Given text >>
Monday, July 11, 2022

 

Three Women Who Fought to be Doctors in the 19th Century
By Jesse J Elliot

    Many Americans remember watching Dr. Quinn, Medicine Woman on television. Occasionally met with scorn and derision by some men in her town, she usually was able to overcome their prejudices and save them from some ungodly condition that was probably never even named back then. The real female pioneer doctors not only battled prejudice in receiving their education but fought for women’s health, suffrage, education, and racial equality. One of the women, Elizabeth Blackwell was only admitted to the medical college as a joke; Mary Edwards Walker insisted upon wearing pants throughout her career; and Sarah Loguen Fraser, daughter of a former slave, earned her medical degree and served in Santa Domingo and the United States.

Elizabeth Blackwell: 

    On January 29, 1849, Elizabeth Blackwell graduated and was the first female to receive an official degree in medicine. Born in Bristol, she came from an intellectual family that championed women, racial equality, and universal education.  She was awarded her medical degree to the chagrin of many of her medical professors and fellow [male] students. “It was, quite literally, a joke even to the men who accepted her to Geneva Medical College—the question of whether or not to accept a woman was put up to a vote of the students, who voted in favor as a practical joke. Nevertheless, Blackwell received her acceptance letter and started school in 1847.”

Exercise >> Pick up the article on women who fought to become doctors in the 19th century right after its last sentence, and keep writing in the same style.

Exercise data >>
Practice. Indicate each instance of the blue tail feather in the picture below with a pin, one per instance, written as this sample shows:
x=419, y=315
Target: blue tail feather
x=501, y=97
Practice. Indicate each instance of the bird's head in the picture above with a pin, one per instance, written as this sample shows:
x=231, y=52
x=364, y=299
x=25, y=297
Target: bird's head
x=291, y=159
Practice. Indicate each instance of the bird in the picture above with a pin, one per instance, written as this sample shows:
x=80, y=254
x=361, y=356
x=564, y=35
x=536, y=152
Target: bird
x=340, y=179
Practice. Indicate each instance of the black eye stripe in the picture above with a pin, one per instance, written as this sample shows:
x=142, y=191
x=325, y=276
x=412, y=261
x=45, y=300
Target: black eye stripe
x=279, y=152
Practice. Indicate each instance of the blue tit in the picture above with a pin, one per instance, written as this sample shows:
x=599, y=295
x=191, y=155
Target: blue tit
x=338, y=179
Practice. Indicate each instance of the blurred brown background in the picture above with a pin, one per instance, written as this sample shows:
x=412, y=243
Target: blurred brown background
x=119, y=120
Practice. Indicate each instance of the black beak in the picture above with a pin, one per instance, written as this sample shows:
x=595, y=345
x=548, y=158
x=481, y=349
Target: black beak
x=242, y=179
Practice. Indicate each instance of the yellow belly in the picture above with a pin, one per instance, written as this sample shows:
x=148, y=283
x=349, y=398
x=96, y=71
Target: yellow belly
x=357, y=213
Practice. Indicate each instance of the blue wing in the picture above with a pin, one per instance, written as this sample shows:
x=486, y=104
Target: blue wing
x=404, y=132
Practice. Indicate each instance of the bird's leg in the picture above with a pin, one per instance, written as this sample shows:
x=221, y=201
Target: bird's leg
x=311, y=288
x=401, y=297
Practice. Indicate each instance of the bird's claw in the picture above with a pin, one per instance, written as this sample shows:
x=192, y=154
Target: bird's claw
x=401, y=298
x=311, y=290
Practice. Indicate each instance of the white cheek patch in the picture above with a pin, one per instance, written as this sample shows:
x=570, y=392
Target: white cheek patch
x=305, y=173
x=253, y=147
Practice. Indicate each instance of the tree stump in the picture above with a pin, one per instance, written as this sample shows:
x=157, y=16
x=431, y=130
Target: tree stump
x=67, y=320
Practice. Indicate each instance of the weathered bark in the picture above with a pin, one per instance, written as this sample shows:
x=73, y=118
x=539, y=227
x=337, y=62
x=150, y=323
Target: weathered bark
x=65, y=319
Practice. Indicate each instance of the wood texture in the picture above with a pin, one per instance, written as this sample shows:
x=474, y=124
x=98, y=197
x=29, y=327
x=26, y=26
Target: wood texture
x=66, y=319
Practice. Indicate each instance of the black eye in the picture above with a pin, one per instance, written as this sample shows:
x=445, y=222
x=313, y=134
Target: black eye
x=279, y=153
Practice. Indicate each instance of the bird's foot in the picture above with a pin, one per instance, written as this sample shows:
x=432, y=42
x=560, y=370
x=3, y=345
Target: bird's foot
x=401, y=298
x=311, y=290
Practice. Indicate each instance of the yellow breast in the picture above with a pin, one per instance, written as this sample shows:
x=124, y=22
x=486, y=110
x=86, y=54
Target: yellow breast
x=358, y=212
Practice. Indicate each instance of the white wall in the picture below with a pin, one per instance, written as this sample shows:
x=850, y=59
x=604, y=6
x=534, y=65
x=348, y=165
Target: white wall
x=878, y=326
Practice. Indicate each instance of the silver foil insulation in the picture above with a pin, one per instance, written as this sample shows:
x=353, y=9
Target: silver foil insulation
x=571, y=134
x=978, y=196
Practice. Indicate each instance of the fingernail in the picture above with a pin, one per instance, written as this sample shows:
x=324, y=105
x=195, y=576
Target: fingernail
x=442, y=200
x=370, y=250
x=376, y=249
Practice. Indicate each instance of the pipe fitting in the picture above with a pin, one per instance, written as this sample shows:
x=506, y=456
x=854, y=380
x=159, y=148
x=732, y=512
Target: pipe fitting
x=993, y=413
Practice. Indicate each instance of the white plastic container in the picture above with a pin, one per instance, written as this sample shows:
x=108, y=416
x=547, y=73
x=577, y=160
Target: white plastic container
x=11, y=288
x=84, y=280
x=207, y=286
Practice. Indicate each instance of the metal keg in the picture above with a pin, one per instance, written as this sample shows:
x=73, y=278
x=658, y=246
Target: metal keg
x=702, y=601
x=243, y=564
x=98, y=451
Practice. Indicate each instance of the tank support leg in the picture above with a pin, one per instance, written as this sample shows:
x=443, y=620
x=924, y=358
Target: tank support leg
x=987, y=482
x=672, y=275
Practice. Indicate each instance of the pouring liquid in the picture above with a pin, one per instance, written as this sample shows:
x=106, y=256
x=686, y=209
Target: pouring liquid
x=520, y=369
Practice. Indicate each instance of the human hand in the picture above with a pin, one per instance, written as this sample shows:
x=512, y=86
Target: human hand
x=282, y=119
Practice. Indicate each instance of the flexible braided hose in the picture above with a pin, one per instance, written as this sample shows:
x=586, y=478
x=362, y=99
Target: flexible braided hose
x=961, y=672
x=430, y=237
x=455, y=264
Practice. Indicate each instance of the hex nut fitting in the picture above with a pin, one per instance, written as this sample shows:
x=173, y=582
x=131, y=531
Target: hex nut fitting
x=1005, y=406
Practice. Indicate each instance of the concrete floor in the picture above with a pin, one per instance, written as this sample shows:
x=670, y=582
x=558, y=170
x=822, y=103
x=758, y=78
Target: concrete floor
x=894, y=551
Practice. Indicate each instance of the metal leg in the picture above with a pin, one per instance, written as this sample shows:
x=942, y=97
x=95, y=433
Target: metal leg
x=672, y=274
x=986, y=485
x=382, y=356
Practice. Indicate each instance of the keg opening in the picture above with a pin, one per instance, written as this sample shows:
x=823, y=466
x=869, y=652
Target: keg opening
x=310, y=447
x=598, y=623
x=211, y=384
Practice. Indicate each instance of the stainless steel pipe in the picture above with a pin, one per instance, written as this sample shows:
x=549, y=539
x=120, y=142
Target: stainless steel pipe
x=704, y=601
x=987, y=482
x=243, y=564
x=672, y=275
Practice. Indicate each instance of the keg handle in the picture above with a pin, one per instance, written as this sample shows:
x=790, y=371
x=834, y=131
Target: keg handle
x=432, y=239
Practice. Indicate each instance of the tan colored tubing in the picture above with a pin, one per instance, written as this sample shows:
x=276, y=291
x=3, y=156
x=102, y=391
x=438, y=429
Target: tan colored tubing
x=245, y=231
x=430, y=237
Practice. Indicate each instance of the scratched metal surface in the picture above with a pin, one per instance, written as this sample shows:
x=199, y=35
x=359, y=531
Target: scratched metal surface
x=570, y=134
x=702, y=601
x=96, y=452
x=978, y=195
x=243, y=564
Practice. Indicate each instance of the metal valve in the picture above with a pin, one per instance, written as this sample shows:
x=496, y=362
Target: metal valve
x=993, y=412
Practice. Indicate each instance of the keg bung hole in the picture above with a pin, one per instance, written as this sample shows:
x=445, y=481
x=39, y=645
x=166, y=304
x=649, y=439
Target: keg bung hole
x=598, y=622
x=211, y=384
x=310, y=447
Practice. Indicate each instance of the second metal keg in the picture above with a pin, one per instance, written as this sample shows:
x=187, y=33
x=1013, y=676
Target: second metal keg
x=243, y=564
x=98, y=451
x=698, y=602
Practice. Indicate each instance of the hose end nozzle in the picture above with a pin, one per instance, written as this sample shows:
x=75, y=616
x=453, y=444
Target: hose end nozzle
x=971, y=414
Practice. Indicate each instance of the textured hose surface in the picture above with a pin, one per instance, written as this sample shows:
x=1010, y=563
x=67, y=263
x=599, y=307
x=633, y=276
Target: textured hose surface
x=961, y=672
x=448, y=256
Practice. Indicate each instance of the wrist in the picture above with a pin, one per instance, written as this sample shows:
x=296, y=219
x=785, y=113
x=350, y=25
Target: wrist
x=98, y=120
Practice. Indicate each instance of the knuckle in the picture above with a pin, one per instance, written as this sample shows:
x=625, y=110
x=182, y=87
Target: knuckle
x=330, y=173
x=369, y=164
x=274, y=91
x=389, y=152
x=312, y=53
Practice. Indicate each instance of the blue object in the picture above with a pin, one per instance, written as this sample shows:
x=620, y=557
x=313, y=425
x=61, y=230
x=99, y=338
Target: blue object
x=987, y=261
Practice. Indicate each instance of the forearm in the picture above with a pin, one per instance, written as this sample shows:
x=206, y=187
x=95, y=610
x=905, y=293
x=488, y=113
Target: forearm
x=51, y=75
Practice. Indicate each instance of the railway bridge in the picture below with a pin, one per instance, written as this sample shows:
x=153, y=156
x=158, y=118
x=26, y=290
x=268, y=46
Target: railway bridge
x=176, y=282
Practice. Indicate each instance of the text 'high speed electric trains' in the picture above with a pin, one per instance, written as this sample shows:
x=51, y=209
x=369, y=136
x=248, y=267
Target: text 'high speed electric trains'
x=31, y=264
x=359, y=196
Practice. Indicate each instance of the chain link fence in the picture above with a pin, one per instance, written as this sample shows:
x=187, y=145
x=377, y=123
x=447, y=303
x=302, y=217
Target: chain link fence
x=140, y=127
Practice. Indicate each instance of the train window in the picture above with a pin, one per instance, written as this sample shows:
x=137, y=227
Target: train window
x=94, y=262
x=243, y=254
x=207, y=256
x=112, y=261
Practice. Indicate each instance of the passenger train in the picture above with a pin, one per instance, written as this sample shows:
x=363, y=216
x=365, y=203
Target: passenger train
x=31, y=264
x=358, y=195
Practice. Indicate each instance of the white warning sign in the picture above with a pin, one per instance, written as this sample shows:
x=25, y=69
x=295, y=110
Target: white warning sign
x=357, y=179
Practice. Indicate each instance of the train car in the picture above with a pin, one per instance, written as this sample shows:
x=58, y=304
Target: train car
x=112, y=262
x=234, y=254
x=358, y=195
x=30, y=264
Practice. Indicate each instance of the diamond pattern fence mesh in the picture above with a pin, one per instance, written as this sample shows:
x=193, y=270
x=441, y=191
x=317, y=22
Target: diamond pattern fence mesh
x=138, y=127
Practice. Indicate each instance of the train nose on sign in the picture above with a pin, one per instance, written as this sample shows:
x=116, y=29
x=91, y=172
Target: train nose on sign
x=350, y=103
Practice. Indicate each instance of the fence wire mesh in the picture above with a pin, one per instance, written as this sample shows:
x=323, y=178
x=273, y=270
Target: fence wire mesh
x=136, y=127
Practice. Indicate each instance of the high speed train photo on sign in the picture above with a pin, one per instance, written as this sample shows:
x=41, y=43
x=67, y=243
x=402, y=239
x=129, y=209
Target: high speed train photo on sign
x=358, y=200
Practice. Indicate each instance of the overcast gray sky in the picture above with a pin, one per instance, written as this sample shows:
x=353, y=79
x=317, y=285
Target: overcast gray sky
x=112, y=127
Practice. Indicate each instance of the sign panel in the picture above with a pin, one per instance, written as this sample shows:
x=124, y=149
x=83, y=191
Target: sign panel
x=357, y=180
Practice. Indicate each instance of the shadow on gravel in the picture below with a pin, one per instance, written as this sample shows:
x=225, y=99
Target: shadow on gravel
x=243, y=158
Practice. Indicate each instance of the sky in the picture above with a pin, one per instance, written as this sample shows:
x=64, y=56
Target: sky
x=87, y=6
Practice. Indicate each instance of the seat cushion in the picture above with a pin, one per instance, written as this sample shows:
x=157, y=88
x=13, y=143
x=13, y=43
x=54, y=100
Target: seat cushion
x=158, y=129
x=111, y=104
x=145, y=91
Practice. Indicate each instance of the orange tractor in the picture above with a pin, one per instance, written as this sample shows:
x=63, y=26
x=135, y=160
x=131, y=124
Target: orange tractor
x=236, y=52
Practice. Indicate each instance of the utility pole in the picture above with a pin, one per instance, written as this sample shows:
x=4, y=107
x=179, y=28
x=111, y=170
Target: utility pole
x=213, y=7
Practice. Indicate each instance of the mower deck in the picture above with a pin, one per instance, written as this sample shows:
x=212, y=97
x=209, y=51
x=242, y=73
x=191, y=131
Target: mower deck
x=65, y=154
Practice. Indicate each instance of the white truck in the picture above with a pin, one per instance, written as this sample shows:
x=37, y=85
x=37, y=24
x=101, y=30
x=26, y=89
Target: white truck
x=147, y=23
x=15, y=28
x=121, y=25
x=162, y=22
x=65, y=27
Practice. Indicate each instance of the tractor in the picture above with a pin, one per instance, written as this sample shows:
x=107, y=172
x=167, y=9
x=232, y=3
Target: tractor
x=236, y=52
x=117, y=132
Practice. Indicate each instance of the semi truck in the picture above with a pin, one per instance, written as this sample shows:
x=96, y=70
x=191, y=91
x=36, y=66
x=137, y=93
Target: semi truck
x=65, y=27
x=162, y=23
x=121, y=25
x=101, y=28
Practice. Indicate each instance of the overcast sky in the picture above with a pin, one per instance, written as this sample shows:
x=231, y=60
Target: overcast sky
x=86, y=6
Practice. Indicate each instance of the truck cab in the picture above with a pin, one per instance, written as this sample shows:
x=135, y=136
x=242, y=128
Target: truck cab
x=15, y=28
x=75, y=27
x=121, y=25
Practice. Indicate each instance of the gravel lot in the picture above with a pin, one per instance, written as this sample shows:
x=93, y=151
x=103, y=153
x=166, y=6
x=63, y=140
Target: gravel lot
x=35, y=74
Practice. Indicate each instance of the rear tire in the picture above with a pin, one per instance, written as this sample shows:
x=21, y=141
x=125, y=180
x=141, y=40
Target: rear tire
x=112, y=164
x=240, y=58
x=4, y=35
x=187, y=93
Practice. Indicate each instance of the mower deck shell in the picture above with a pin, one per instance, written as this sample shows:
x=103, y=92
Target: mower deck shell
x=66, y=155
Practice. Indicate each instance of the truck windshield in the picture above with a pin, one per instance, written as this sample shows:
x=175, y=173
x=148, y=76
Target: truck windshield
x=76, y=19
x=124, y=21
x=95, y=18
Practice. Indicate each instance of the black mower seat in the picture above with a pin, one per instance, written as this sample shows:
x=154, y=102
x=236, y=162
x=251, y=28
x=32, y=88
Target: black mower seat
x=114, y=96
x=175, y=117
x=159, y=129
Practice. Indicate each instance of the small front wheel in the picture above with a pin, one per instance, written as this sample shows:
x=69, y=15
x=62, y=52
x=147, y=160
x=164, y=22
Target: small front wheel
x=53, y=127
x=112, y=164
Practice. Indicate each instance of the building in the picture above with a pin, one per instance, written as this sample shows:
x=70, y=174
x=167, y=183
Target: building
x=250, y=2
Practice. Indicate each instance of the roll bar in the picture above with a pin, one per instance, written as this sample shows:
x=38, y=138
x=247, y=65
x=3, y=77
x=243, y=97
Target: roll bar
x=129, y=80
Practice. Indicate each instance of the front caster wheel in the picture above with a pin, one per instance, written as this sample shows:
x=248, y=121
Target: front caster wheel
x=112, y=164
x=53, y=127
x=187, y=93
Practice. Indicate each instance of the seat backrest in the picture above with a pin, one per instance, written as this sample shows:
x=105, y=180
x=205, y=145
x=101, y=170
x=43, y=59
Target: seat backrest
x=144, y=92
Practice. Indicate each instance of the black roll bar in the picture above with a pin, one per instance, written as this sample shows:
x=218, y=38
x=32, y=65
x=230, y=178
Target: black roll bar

Exercise response >>
She went on to found an infirmary for women and children, train nurses for the Civil War, and establish a hospital. She encouraged other women to become doctors, and her own sister and a friend followed in her footsteps. She returned to England and there become a professor of gynecology at the School of Medicine for Women. She spent her life not only tending to the sick but helping and encouraging other women to follow their paths.

Mary Edwards Walker




    In all of United States History, there has only been one woman to receive the Presidential Medal of Honor. Mary Edwards Walker is that woman. As a surgeon, women’s rights advocate, abolitionist, and spy, Walker became the first female U.S. Army surgeon during the Civil War. Her legacy has been celebrated across the country, and in 2012 Walker’s hometown unveiled a 900-pound bronze statue in honor of her contributions.

    Shortly after she graduated, Walker married another medical school student Albert Miller on November 16, 1855. They started a medical practice together in Rome, New York. However, the practice did not succeed because the public did not want to accept a female doctor. When the Civil War began in 1861, Walker wanted to join the Union’s efforts. She went to Washington but was not allowed to serve as a medical officer because she was a woman. She decided to still serve as an unpaid volunteer surgeon at the U.S. Patent Office Hospital in Washington. At the time, the army had no female surgeons, so Walker was only allowed to practice as a nurse. She also wrote to the War Department in September of that year requesting to become a spy, but she was rejected. However, in 1863 her request to practice as a surgeon was finally accepted. She became the first female U.S. Army surgeon as a "Contract Acting Assistant Surgeon (civilian)" in Ohio.
During Walker’s work as a surgeon in the war, she often crossed battle lines to care for all soldiers and civilians. She was even a POW, arrested by the Confederates while she was aiding a Confederate soldier. Even when imprisoned, she refused to wear the women’s clothes provided to her. She wore men’s clothes her entire life because they were more comfortable and hygienic.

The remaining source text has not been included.